━━━━━ Input for this task
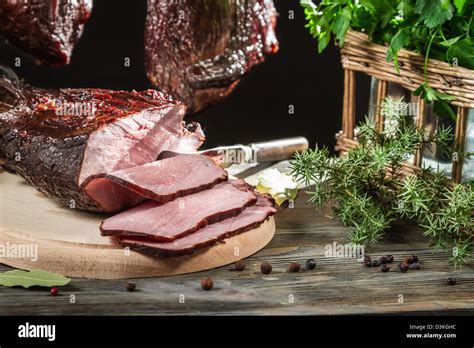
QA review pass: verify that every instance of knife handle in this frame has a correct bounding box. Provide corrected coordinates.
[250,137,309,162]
━━━━━━━━━━
━━━━━ Input for this task
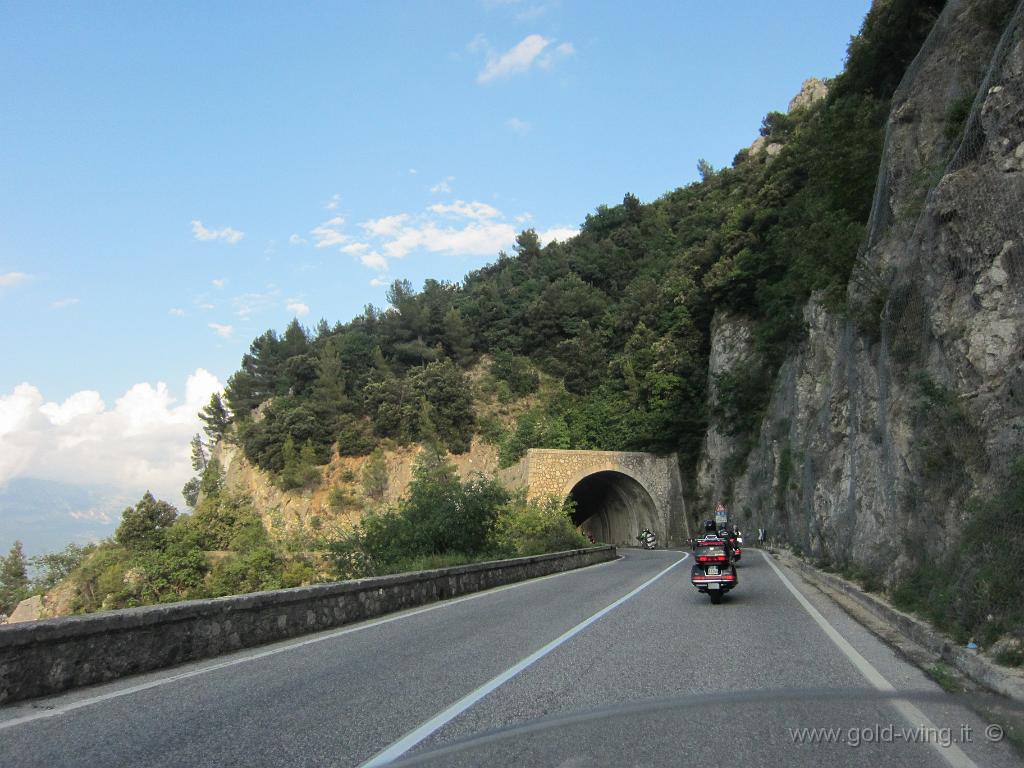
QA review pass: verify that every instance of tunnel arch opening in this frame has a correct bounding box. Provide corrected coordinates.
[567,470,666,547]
━━━━━━━━━━
━━━━━ Input for this task
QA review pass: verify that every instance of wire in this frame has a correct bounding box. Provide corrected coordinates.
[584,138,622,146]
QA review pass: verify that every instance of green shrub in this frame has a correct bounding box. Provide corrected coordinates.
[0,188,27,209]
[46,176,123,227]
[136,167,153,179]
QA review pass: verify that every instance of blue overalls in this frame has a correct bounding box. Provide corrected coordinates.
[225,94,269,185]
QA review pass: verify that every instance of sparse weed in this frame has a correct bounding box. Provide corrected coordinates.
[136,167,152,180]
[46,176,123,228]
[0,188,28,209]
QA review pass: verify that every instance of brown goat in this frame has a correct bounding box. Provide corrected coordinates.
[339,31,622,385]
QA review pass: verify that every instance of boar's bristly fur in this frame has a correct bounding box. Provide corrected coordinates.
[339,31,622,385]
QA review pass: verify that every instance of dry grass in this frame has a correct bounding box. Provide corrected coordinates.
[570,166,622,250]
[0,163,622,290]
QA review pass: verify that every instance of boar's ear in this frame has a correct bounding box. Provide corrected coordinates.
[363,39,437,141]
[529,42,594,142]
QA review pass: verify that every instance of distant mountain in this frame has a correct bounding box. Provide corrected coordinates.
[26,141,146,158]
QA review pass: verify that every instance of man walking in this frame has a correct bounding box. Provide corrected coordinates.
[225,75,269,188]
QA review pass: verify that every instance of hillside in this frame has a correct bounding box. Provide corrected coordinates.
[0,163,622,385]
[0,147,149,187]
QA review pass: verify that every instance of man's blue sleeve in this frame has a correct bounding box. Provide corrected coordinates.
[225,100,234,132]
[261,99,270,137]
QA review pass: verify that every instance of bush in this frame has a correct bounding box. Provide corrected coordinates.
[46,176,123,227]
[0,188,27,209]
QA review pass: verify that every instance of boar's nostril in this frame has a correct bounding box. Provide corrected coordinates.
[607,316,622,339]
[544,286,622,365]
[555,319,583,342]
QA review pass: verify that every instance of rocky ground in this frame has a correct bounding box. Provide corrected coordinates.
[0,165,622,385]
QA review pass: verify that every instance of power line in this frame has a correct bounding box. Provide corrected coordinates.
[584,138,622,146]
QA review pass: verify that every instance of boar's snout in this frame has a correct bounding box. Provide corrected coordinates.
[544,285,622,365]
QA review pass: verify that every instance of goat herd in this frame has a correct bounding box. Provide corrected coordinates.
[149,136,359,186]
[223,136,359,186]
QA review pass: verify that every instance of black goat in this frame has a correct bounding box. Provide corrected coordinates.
━━━━━━━━━━
Rewrite the lines between the one containing "QA review pass: verify that every instance of knife" and the one containing "[250,137,309,162]", inclusive, as a numbered list, omitting any blank lines.

### Output below
1. QA review pass: verify that every instance of knife handle in this frame has a correct bounding box. Provide corrected coordinates.
2. [250,137,309,162]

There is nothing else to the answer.